THE PROBLEM:
Copy out the records below word for word, beginning at the first line and ending with the line that contains "Give the mask of the <item>dark".

Collected data entries:
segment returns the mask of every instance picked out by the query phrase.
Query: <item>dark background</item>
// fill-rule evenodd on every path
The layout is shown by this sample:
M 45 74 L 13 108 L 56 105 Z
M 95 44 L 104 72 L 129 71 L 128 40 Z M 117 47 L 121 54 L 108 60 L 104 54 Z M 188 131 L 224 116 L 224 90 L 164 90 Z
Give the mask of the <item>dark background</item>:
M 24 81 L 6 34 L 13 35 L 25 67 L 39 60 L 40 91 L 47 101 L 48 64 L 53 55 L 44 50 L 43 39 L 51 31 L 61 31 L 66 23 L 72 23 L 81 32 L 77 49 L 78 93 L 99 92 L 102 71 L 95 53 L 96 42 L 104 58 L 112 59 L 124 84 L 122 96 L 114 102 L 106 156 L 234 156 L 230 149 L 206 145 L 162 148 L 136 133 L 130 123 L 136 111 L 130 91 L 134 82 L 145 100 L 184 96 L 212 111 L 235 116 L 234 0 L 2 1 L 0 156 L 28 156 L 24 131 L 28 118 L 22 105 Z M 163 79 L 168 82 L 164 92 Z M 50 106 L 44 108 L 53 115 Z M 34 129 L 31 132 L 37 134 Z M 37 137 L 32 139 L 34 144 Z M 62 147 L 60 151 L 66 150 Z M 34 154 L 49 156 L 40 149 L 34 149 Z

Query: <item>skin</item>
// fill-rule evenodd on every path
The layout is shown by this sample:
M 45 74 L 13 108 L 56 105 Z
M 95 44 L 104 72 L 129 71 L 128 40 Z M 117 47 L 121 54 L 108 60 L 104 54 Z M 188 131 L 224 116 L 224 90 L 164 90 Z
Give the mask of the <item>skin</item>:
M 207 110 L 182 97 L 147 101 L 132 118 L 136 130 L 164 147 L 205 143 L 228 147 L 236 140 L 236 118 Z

SOLUTION FOR THIS PROBLEM:
segment returns the mask of every instance picked out by the query phrase.
Query: <item>dark background</item>
// fill-rule evenodd on every path
The layout is shown by this sample:
M 45 74 L 13 108 L 56 105 Z
M 95 44 L 104 72 L 129 71 L 128 40 Z M 117 47 L 121 54 L 108 60 L 104 54 Z M 188 131 L 224 116 L 224 90 L 164 90 Z
Give the mask of the <item>dark background</item>:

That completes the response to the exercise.